Aim of the task
Print the listing in full, exactly as it stands.
━━━━
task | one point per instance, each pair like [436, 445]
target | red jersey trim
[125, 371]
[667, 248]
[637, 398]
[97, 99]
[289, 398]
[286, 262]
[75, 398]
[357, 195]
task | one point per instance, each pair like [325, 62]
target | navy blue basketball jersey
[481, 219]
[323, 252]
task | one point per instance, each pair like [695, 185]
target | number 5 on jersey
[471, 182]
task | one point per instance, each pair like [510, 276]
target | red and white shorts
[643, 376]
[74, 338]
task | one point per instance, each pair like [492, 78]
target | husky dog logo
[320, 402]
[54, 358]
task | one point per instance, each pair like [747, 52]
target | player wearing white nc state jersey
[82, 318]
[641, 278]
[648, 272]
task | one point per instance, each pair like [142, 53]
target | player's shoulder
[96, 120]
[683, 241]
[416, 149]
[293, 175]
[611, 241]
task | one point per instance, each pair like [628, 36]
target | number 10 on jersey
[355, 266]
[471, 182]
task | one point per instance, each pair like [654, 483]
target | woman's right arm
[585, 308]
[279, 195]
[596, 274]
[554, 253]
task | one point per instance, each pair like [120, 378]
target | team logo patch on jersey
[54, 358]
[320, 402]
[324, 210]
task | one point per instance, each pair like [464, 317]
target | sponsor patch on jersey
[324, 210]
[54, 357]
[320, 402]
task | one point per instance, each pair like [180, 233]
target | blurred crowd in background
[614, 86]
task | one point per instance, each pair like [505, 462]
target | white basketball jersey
━━━━
Completed exercise
task | one point per instance, each pair like [436, 445]
target | red jersey trim
[125, 371]
[667, 248]
[637, 398]
[97, 99]
[289, 398]
[286, 262]
[75, 398]
[357, 195]
task | one point per instance, each pair like [325, 62]
target | navy blue basketball jersey
[481, 219]
[323, 252]
task | one point per instance, each pair like [695, 185]
target | number 5 on jersey
[471, 182]
task | one point per instance, each pair like [510, 276]
target | red and white shorts
[643, 376]
[74, 338]
task | one point per instance, each pair like [492, 78]
target | husky dog logo
[320, 402]
[54, 358]
task | one point per instance, each pair like [747, 52]
target | player wearing white nc state jersey
[82, 318]
[641, 278]
[648, 272]
task | one point per instance, each pair like [142, 53]
target | player's shoulder
[96, 120]
[683, 241]
[416, 149]
[293, 175]
[611, 241]
task | one point per instance, each pair like [628, 36]
target | number 10 on jersey
[355, 266]
[471, 182]
task | one point per instance, each pair like [654, 483]
target | woman's right arm
[585, 308]
[279, 195]
[596, 274]
[554, 253]
task | one point per instance, each pair like [120, 378]
target | team logo patch on jersey
[54, 358]
[320, 402]
[324, 210]
task | one point per instance, each pair like [464, 317]
target | sponsor patch on jersey
[324, 210]
[54, 357]
[320, 402]
task | one point per instance, each pair like [180, 233]
target | blurred crowd in background
[614, 86]
task | one point per instance, each pair like [505, 462]
target | white basketball jersey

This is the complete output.